*** Data under study ***
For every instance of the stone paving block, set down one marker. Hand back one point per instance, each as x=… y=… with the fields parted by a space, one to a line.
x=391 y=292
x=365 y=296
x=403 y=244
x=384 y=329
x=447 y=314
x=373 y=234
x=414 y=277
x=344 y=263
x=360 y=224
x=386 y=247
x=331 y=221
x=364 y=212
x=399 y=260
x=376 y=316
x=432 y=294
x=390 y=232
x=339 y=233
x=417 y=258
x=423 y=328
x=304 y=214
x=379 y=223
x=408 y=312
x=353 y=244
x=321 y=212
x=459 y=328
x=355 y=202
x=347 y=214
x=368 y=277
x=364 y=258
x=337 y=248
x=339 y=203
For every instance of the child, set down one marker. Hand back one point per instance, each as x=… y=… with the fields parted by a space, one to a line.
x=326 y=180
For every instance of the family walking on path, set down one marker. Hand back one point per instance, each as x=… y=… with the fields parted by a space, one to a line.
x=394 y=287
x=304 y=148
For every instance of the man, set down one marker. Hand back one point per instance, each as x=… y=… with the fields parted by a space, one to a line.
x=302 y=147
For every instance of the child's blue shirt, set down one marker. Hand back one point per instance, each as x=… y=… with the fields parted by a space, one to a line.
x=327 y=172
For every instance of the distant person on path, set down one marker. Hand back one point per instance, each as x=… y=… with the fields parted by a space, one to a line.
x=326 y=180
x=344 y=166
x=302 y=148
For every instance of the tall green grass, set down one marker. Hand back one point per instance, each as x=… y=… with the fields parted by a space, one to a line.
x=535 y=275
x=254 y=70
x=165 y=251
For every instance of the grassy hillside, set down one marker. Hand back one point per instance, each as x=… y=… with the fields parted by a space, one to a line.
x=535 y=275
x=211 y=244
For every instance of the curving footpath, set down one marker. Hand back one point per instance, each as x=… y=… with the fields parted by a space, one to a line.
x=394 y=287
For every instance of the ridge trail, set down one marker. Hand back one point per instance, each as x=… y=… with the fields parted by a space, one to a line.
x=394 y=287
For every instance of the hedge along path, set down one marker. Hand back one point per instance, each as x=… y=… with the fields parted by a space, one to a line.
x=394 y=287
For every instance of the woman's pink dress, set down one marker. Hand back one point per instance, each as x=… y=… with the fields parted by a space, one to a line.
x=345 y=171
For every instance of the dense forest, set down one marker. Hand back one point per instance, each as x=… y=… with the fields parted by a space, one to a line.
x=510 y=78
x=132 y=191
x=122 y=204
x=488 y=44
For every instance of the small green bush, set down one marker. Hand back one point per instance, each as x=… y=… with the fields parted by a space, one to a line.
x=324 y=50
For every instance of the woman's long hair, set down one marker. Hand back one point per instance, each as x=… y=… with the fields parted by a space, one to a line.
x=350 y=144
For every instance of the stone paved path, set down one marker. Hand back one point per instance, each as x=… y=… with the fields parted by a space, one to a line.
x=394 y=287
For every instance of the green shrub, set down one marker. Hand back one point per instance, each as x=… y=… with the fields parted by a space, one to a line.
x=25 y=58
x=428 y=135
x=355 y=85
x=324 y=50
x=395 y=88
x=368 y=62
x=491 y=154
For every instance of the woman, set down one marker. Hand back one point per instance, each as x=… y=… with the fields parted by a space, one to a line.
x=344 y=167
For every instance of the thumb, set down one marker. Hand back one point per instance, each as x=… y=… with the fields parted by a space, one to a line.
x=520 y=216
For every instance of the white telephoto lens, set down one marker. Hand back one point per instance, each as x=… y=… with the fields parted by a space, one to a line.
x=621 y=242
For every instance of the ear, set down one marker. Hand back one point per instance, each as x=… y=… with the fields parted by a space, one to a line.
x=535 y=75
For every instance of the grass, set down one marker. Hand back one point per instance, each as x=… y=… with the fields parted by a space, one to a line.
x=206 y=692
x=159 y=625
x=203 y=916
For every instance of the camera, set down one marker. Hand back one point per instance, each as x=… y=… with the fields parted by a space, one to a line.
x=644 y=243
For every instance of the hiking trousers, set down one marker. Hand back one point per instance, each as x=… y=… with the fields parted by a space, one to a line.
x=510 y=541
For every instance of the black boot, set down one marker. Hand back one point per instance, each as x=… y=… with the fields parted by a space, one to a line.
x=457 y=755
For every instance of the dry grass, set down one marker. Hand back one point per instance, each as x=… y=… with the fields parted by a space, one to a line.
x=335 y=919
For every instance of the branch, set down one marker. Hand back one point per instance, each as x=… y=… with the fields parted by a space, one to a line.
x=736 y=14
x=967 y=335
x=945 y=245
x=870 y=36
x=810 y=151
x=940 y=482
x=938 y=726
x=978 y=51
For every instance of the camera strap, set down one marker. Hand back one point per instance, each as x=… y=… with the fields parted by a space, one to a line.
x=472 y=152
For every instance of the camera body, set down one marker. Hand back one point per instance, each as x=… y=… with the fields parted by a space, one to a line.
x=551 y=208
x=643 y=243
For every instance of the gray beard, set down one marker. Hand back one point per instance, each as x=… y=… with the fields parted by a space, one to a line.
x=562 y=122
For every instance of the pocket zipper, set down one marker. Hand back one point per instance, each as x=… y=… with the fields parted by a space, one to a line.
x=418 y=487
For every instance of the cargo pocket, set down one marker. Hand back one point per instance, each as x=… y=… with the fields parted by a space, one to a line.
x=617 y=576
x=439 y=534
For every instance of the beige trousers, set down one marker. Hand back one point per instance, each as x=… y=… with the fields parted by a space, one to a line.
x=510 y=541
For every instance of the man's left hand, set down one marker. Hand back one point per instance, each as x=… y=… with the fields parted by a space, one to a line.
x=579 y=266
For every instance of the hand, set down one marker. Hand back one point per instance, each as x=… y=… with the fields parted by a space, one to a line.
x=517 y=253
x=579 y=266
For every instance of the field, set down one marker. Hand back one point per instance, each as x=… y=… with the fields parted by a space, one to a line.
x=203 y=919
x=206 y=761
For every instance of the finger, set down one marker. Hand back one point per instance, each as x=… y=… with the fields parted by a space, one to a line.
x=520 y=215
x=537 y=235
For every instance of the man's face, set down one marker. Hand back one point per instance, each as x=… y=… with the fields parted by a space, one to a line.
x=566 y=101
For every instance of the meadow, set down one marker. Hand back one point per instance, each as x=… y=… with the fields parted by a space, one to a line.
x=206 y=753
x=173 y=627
*** End of Data under study ***
**Your instructions**
Reproduce all entries exactly, leaving each one whole.

**Task response**
For every instance of the stone paving block, set down one marker. Hand back one point per instance, each as x=… y=… with the fields parted by a space, one to a line.
x=391 y=292
x=365 y=296
x=403 y=244
x=384 y=329
x=447 y=314
x=373 y=234
x=414 y=277
x=344 y=263
x=360 y=224
x=386 y=247
x=331 y=221
x=364 y=212
x=399 y=260
x=376 y=316
x=432 y=294
x=390 y=232
x=339 y=233
x=417 y=258
x=423 y=328
x=304 y=214
x=379 y=223
x=408 y=312
x=353 y=244
x=321 y=212
x=459 y=328
x=355 y=202
x=347 y=214
x=368 y=277
x=364 y=258
x=337 y=248
x=339 y=203
For every instance of the child, set down one marker. Hand back one point per instance, each as x=… y=… with the fields parted by a space, one to a line.
x=326 y=180
For every instance of the family walking on path, set down one marker. Hand back one point per instance, each as x=… y=… with the fields parted by a space, one to a line.
x=394 y=287
x=304 y=148
For every instance of the man, set down one marker. Hand back one point per instance, each as x=… y=… with the fields parted by a space, one to a line.
x=302 y=147
For every instance of the child's blue shirt, set down one marker. Hand back one point per instance, each as x=… y=… with the fields parted by a space, one to a line.
x=327 y=172
For every instance of the distant person on path, set down one marker. Hand back one point per instance, each as x=… y=… with the fields parted by a space, one to a line.
x=326 y=180
x=344 y=166
x=302 y=148
For every instance of the tall green grass, set down one marker. Hand back one point per instance, each as x=… y=… with the fields parted by a space, one to a line.
x=535 y=275
x=254 y=70
x=165 y=251
For every instance of the grassy hillside, set down one marker. Hand back one point per instance, each as x=… y=… with the fields parted by a space, one to a line.
x=535 y=275
x=211 y=244
For every instance of the curving footpath, set down one marker. Hand back one point per instance, each as x=… y=… with the fields parted by a space, one to a line.
x=394 y=287
For every instance of the ridge trail, set down one marker. Hand back one point per instance, each as x=… y=… with the fields parted by a space, one to a line.
x=394 y=287
For every instance of the hedge along path, set down one marker. Hand back one point per instance, each as x=… y=… with the fields parted by a space, one to a line.
x=394 y=287
For every instance of the woman's pink dress, set down one marker. Hand back one point per instance, each as x=… y=… with the fields parted by a space, one to a line.
x=345 y=171
For every instance of the dense forest, set down one marker. Hand back one point per instance, each as x=… y=… with the fields parted by a space, one to a line.
x=510 y=78
x=132 y=191
x=122 y=204
x=488 y=44
For every instance of the small green bush, set down one marker. Hand back one point per instance, each as x=… y=… with the fields parted by a space, one to a line.
x=324 y=50
For every instance of the woman's long hair, set down one marker. Hand back one point per instance, each as x=… y=… with the fields parted by a space, one to a line.
x=350 y=144
For every instance of the stone paved path, set down one marker. Hand back one point per instance, each as x=… y=… with the fields parted by a space, one to a line.
x=394 y=287
For every instance of the green shrub, set down one marker. Hand back one point per instance, each as x=… y=… with the fields parted by a space, one to a line.
x=25 y=58
x=428 y=135
x=355 y=85
x=324 y=50
x=395 y=88
x=368 y=62
x=491 y=154
For every instance of the woman, set down one marker. Hand back one point per instance, each as x=… y=… with the fields parted by a space, one to a line.
x=344 y=167
For every instance of the thumb, set down one marker. Hand back one point per instance, each as x=… y=… with the fields parted by a space, one to a line.
x=520 y=216
For every instance of the white telephoto lens, set down one marker. Hand back one point per instance, each as x=… y=… with the fields parted by a space, one to a line.
x=621 y=242
For every instance of the ear, set down one marker. Hand back one point per instance, each as x=… y=… with the fields parted by a space, one to a line.
x=535 y=75
For every instance of the grass, set down one marker. Hand back one point per instance, each as x=… y=… with the fields parted by a space, one to a line.
x=206 y=692
x=159 y=625
x=203 y=916
For every instance of the camera, set down one marker. Hand back one point per instance, each as x=… y=… with the fields parted by a space, one to a line.
x=644 y=243
For every instance of the hiking trousers, set down one marker. Hand back one point per instance, each as x=… y=… with the fields parted by a space, one to a line.
x=510 y=541
For every instance of the black boot, set down one marker. Hand back one point per instance, each as x=… y=… with the fields parted by a space, one to a line.
x=457 y=755
For every instance of the dry grass, set down one marker. Hand back one point per instance, each as x=… y=… with the fields parted by a space, one to a line.
x=335 y=919
For every instance of the branch, set down one marker. Hand back one point per instance, each as x=… y=… with the fields parted by a space, one to a line.
x=736 y=14
x=967 y=335
x=945 y=245
x=870 y=36
x=810 y=151
x=940 y=482
x=938 y=726
x=978 y=51
For every instance of the camera strap, set down one marker. Hand back one point per instance, each as x=… y=… with the fields parted by a space, one to a line.
x=472 y=152
For every instance of the camera body, set down one marker. Hand back one point per instance, each as x=… y=… with the fields parted by a space, one to a line.
x=551 y=208
x=643 y=243
For every instance of the gray beard, set down one marker. Hand back one point per instance, each as x=… y=… with the fields parted by a space, one to a line.
x=562 y=122
For every instance of the pocket zipper, set down one marker. Hand back one point per instance, each as x=… y=… with the fields parted by a space, one to a line.
x=418 y=487
For every instance of the cargo pocket, set down one marker. Hand back one point per instance, each as x=… y=… with the fields parted by a space, one to a line.
x=617 y=576
x=439 y=534
For every instance of the beige trousers, set down one marker. Hand back one point per instance, each as x=… y=… with the fields parted by a space, one to a line.
x=510 y=541
For every instance of the man's left hand, set down one marker. Hand back one point per instance, each as x=… y=… with the fields parted by a space, one to a line.
x=579 y=266
For every instance of the hand, set down one marker. Hand back one point per instance, each as x=… y=… with the fields parted by a space, one to a line.
x=517 y=253
x=579 y=266
For every instance of the field, set down one marker. Hand back one point per instance, each as x=… y=… with the fields parted by a space, one to a line.
x=203 y=919
x=206 y=761
For every instance of the finger, set down one marker. Hand back one point per instance, each as x=… y=… with the fields parted by a space, one to a line.
x=520 y=215
x=537 y=235
For every instance of the man's face, set down one marker. Hand back one point per instance, each as x=… y=… with the fields parted by a space, one to a line.
x=566 y=101
For every instance of the meadow, set down one marker. Hand back one point per instance, each as x=… y=… with the fields parted by a space, one to a line.
x=206 y=753
x=173 y=627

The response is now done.